### Source extract

The carefully chosen pieces should be planed flat on the bottom surface. The pieces should not rock on your flat workbench.

Put them together and plane the upper tops as well to see clearly the where they meet.

Check, that both the pieces put together have sufficient width and height at the centerjoint.

Plane the sides at right angles to the bottom surface.

The initial planing of the joint edges can be carried out on a shooting board but later on you have to do the final planing by hand with the piece in the vice.

Clamp one end of the piece in the vice and support the other with a block of wood making sure that the piece wont bend while planing.

Check the inner edges with a square. Both edges must be at right angles to the bottom surface along the whole length. No twist. Use a source of light positioned behind the joint.

Bring the two edges together and check for gaps and rock.

If there is too wide a gap in the middle, correct this with a no 6 plane.

Once corrected, use a smaller plane to create a small gap widening towards the center. Just a little light must pass through, but it must be there. The ends have to be aligned as perfectly as possible, no rock, no light passing through.

Marking the outline
 (image: http://www.makingtheviolin.com/images/5_3.png) 5.3

Align the ribs with the back so that the centerlines match.

Mark with a 1cm long line the very top and bottom of the ribs.

Remove the ribs and make crosses on the centerline about 4mm inwards beyond the top and bottom marks you just made.

Drill through the whole thickness of the back two 2mm holes at those two points.

Realign the ribs so that they perfectly match the previous alignment, clamp down with two clamps and drill 5mm deep holes into the top and bottom blocks using the previously predrilled holes as guides.

### Exercise
Please state which plane the violin-making instructions say to use when there is too wide a gap in the middle of the joint. The records are separate material, unrelated to the violin-making instructions.

### Record extracts
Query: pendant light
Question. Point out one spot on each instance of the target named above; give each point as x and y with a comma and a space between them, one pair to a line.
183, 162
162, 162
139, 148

### The reply
A no 6 plane.